From the get-go Pretend You’re Mine reveals its 70’s glam influences, coupled with a gritty nightmarish undertone that would make David Lynch wet himself with excitement – or fear. Album opener and lead- single, Big Shot is all thumping percussion, sparse fuzz guitars and circus synthesizers. Despite its relatively minimal instrumentation, each sound is carefully constructed to compliment one another. Ellice Blakeney’s drums thud along with swagger and simplicity (and the odd cowbell), allowing the Ryan Caesar’s guitar and Cassandra Kiely’s synthesizer to weave around one another without fear of getting lost in the mix. The same can be said for the vocals; the repetitive hook “I’ve got no fun, and I’ve got no money” is croaked out by Caesar and echoed by Kiely in a way that boarders on hypnotism.

For a band with roots in dream-pop and shoegaze it may seem odd that the male vocals on Pretend You’re Mine often take precedence over the females, with Ryan Caesar’s baritone giving the album a darker undercurrent. Me & My Girl and Better Off Alone inject the album’s midsection with slinky modulated guitar, reverberated baritone vocals and a sense of gloom that wouldn’t seem out of place on Playmates, the latest album from Jack Ladder & the Dreamlanders.

# THINGS TO DO
a – Do these statements agree with the album review above? Answer yes or no for each, quoting the words of the review that decide it.
(i) Big Shot is both the album opener and the lead single.
(ii) Cassandra Kiely plays the drums.
(iii) On Pretend You’re Mine, the female vocals often take precedence over the male vocals.
b – Please transcribe the part of the album review that opens with the words containing "For a band with" and closes with "Ladder & the Dreamlanders.".

# GIVEN DATA
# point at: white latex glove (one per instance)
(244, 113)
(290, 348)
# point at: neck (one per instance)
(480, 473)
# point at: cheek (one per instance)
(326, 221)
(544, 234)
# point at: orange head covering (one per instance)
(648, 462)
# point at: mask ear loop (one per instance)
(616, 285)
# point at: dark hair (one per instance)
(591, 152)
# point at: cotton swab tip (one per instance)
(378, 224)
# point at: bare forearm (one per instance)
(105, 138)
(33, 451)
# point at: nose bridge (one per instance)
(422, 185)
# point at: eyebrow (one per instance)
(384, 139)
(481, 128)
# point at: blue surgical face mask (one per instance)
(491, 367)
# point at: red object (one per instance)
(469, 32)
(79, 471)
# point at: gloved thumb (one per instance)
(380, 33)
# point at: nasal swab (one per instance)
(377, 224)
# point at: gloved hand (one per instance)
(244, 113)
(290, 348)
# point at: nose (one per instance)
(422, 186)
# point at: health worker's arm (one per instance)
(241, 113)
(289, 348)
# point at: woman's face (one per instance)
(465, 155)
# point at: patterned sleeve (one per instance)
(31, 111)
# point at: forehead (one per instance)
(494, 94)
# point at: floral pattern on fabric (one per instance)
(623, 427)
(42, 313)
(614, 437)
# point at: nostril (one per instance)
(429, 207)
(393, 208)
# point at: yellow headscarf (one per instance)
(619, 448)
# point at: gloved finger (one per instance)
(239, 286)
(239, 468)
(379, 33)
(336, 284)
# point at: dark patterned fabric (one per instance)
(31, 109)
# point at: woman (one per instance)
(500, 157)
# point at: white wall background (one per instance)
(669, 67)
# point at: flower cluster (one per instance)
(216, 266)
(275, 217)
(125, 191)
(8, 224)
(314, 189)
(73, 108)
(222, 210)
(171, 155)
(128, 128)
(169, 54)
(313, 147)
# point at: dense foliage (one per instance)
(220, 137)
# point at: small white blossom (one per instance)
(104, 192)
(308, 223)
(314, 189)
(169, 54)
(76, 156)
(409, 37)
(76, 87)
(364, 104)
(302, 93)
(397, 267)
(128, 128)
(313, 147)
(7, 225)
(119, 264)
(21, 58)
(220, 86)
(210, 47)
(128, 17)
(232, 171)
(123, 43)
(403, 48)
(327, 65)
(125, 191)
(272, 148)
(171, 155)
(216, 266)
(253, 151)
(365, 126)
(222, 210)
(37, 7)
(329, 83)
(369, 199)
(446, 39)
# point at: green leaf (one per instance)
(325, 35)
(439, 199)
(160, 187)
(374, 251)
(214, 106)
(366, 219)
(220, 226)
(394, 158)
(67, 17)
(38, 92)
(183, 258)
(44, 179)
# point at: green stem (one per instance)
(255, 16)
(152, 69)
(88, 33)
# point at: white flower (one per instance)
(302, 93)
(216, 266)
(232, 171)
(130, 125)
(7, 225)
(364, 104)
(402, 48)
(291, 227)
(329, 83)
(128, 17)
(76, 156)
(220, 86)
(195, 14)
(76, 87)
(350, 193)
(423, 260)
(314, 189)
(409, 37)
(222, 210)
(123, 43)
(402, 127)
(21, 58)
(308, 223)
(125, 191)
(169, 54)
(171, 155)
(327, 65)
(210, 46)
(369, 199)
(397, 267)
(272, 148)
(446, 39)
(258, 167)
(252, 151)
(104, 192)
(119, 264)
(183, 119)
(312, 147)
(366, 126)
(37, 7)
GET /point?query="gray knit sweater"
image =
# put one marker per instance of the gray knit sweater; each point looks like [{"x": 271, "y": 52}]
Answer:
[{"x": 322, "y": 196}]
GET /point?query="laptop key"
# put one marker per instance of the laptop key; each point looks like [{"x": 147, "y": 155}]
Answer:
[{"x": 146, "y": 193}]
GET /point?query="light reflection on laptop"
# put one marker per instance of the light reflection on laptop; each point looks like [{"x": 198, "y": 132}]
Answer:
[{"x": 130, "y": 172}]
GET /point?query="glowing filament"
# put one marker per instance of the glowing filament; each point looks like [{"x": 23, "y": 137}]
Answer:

# ANSWERS BELOW
a –
(i) Yes: "Album opener and lead- single, Big Shot"
(ii) No: "Ellice Blakeney’s drums" and "Cassandra Kiely’s synthesizer"
(iii) No: "the male vocals on Pretend You’re Mine often take precedence over the females"

b –
For a band with roots in dream-pop and shoegaze it may seem odd that the male vocals on Pretend You’re Mine often take precedence over the females, with Ryan Caesar’s baritone giving the album a darker undercurrent. Me & My Girl and Better Off Alone inject the album’s midsection with slinky modulated guitar, reverberated baritone vocals and a sense of gloom that wouldn’t seem out of place on Playmates, the latest album from Jack Ladder & the Dreamlanders.